> **Directive**
Please swap "marker" for "pin" in the stretch from the line containing "reads [[436, 47]]." through the end of the items, leaving everything else unchanged. Return only those lines.

>> Start Task input

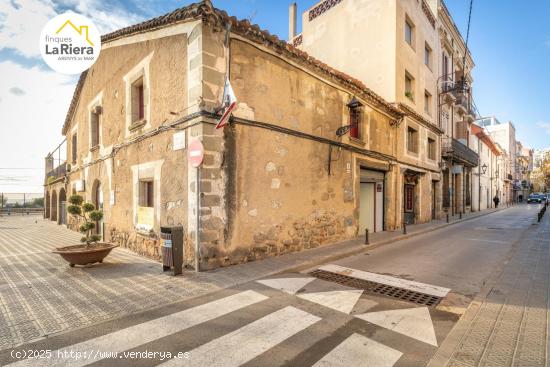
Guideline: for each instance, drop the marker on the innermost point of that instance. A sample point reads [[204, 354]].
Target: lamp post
[[484, 168]]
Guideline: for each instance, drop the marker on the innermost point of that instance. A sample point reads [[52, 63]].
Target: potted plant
[[91, 251]]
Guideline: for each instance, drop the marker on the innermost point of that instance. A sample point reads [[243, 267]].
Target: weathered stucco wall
[[279, 196], [113, 169]]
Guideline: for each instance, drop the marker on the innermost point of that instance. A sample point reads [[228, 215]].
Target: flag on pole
[[229, 101]]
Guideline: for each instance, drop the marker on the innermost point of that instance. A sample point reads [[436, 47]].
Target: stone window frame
[[141, 172], [73, 133], [140, 71], [416, 145], [428, 102], [93, 106], [410, 77], [431, 139], [428, 56], [410, 24]]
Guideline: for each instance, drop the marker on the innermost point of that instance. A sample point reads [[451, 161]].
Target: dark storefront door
[[409, 204]]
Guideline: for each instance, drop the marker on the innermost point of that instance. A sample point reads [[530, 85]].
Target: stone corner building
[[312, 156]]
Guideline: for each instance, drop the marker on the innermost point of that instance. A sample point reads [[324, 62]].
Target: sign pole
[[195, 155], [197, 232]]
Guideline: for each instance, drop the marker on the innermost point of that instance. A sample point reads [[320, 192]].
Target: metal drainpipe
[[479, 176]]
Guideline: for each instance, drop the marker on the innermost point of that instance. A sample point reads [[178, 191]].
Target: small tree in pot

>> End Task input

> **Task result**
Guideline: for each instance, drop the pin on the innermost point of that instance. A sample point reads [[436, 47]].
Target: stone window frame
[[141, 172], [73, 133], [140, 71], [416, 145], [428, 102], [93, 106], [410, 77], [431, 139], [428, 56], [410, 24]]
Guideline: for each instance, drop the pin on the innermost point of that instance. A sample point reads [[451, 161]].
Target: dark storefront door
[[409, 204]]
Guideline: for each instance, drop the pin on the innermost point of that instance. A sample point reads [[530, 85]].
Target: stone corner building
[[312, 156]]
Guideline: for each instance, drop the pin on the innermost point of that instance. A sample point reads [[324, 62]].
Target: sign pole
[[195, 155], [197, 232]]
Guideline: for each instance, drop the pin on the innermost point of that instance. A sample point reads [[320, 192]].
Target: metal drainpipe
[[479, 176]]
Guideline: for each instance, drop the pin on the innermost point of that instance. A sample point reads [[178, 191]].
Target: small tree in pot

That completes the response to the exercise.